[Collection entries]
..........
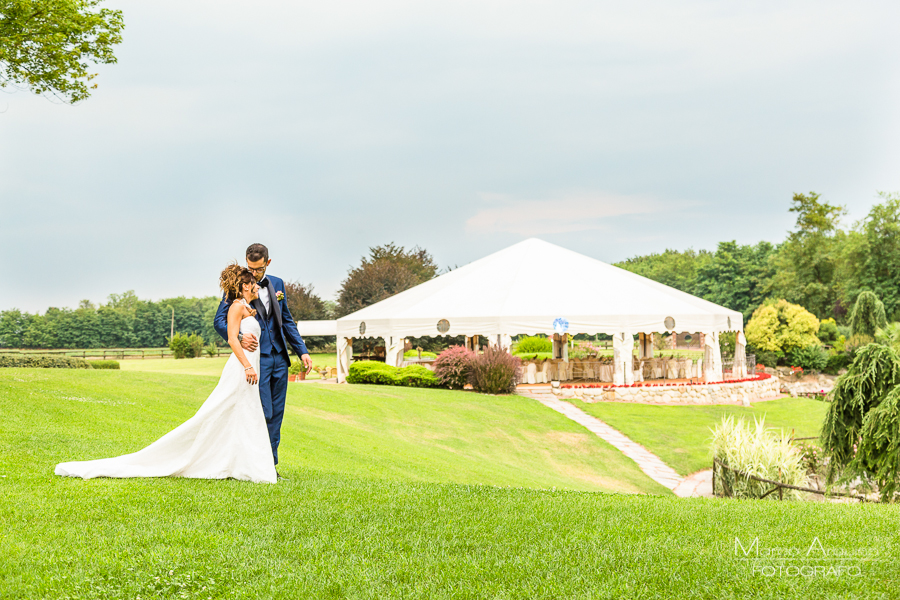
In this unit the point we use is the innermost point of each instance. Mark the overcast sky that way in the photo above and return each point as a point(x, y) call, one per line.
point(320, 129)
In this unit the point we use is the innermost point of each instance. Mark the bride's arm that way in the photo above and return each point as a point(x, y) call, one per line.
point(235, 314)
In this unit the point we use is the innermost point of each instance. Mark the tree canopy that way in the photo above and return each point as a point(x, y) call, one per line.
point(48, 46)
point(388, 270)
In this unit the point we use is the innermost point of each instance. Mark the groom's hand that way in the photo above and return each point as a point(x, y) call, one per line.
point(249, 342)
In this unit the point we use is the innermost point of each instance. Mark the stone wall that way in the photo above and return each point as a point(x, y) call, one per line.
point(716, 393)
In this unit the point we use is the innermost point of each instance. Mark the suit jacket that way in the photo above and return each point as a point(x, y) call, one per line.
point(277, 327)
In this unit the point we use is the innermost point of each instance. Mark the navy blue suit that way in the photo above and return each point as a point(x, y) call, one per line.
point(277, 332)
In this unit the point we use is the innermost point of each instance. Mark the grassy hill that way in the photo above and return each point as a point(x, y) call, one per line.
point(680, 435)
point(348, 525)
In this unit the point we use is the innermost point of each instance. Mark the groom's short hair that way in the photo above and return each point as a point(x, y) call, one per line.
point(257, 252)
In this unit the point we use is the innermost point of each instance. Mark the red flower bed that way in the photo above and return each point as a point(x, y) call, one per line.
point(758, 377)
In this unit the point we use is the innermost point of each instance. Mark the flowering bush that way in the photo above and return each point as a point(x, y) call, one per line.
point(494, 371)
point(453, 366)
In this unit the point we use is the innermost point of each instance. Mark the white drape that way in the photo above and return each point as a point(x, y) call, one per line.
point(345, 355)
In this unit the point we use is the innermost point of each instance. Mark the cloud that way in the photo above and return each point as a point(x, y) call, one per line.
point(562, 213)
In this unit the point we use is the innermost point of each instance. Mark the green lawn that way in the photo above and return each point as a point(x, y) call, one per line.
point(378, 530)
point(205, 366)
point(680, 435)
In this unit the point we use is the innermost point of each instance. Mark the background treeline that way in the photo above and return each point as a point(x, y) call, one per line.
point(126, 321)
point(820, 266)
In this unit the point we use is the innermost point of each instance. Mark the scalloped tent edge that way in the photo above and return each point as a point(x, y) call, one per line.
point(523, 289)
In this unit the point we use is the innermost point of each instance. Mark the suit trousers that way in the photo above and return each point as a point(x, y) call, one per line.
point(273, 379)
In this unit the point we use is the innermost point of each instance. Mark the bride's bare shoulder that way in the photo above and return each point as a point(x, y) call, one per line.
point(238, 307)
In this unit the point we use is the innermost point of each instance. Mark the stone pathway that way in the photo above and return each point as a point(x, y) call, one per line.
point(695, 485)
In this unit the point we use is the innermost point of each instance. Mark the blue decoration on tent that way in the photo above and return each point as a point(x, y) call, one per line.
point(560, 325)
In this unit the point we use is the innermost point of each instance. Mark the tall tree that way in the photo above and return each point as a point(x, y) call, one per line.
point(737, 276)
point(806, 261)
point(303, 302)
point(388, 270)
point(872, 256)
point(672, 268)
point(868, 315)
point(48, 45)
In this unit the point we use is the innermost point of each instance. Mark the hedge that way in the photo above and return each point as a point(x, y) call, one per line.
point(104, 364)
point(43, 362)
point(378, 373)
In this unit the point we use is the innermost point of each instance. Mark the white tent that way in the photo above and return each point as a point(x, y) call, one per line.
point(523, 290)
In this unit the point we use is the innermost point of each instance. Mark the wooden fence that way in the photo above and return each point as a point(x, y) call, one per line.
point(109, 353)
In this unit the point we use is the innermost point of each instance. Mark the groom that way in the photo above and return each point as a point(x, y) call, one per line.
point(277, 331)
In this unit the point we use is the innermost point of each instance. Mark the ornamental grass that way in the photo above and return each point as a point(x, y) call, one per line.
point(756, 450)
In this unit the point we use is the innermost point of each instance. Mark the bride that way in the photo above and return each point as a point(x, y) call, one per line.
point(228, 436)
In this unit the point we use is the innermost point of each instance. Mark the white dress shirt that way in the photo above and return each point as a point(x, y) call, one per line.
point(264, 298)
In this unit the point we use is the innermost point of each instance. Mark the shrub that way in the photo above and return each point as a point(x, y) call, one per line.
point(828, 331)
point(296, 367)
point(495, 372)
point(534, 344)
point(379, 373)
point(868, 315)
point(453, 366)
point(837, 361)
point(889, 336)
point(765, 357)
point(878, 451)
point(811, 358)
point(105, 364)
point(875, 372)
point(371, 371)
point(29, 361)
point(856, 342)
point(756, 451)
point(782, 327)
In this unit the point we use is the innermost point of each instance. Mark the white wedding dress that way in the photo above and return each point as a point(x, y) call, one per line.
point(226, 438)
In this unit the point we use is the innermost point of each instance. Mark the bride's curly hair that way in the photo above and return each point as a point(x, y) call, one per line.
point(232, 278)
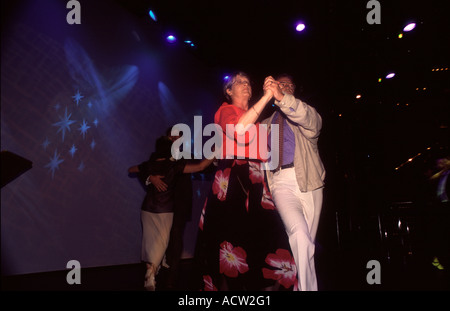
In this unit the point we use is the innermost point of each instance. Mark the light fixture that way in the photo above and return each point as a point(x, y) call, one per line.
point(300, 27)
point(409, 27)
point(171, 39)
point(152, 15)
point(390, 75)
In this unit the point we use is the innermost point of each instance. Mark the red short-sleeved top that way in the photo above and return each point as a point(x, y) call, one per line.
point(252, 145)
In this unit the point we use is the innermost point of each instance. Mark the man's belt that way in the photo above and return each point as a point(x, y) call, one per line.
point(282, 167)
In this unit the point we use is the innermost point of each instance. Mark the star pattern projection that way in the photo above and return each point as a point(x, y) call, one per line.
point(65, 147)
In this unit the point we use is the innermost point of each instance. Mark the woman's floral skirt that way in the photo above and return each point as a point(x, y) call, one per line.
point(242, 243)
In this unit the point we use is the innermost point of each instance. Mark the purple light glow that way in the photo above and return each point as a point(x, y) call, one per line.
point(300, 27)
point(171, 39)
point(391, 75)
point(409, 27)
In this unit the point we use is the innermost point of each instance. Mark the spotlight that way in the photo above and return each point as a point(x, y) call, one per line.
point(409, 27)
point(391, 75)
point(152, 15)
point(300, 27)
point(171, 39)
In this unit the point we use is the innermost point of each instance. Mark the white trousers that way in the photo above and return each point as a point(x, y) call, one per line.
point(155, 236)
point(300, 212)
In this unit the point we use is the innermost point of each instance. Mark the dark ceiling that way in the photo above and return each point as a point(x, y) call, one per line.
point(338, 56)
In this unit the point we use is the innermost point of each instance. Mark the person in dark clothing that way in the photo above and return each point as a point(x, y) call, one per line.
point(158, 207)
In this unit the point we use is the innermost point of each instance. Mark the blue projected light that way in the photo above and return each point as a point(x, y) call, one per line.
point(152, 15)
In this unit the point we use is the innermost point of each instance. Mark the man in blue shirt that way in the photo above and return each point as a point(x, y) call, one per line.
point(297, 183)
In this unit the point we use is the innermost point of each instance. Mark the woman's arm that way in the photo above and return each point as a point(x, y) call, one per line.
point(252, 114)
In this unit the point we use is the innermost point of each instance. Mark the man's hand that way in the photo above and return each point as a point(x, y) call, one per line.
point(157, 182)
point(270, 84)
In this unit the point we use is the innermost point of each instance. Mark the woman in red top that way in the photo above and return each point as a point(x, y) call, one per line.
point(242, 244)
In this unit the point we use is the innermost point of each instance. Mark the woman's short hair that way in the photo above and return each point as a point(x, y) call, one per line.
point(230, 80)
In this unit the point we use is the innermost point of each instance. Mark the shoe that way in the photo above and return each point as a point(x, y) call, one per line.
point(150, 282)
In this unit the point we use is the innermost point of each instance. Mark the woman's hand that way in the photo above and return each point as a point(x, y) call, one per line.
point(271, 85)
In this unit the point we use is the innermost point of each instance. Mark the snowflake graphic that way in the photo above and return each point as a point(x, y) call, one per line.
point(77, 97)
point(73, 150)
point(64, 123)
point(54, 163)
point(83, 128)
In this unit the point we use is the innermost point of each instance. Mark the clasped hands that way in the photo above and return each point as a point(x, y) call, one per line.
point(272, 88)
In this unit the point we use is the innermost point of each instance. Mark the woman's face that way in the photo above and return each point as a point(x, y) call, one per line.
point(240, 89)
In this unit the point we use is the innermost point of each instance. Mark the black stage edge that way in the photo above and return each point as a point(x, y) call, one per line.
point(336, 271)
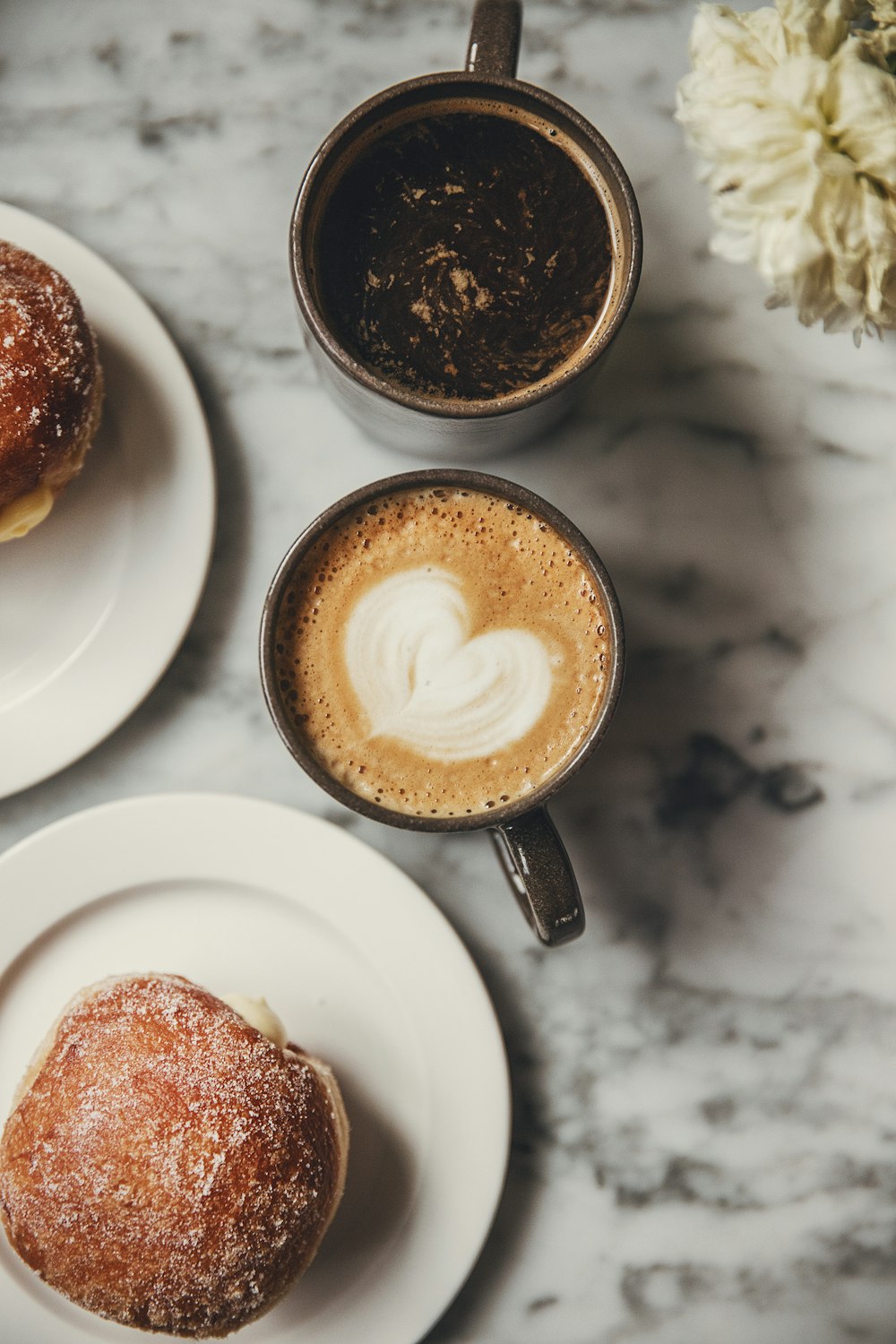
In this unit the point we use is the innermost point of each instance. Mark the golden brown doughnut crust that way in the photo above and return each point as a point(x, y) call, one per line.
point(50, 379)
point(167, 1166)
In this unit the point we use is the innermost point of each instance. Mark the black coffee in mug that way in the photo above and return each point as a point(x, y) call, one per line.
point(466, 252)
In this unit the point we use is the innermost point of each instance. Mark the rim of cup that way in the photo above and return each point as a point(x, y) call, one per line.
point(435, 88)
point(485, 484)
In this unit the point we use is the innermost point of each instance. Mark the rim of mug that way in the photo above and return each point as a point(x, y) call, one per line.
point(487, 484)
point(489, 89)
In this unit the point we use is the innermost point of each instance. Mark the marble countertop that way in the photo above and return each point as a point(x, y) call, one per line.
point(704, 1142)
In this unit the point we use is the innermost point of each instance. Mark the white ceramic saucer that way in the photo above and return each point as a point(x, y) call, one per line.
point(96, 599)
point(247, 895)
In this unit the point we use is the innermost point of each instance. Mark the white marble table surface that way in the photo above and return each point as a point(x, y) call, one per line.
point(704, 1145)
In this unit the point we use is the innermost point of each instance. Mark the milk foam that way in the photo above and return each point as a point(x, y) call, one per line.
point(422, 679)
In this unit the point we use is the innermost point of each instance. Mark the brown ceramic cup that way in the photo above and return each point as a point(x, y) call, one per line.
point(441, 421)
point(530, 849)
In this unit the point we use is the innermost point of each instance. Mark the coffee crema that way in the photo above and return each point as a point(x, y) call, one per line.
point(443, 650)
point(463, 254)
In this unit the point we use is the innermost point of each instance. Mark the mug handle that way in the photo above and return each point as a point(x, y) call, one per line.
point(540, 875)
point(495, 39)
..........
== WHAT IS ASKED ==
Can you copy the rows word for word, starting at the beginning of the rows and ending after the line that contains "point(320, 129)", with the pictures left out?

== CORRECT RESPONSE ==
In this unit the point we use is the innermost point of each instance. Mark the overcast sky that way in the photo above and return each point as a point(x, y) call, one per line.
point(320, 129)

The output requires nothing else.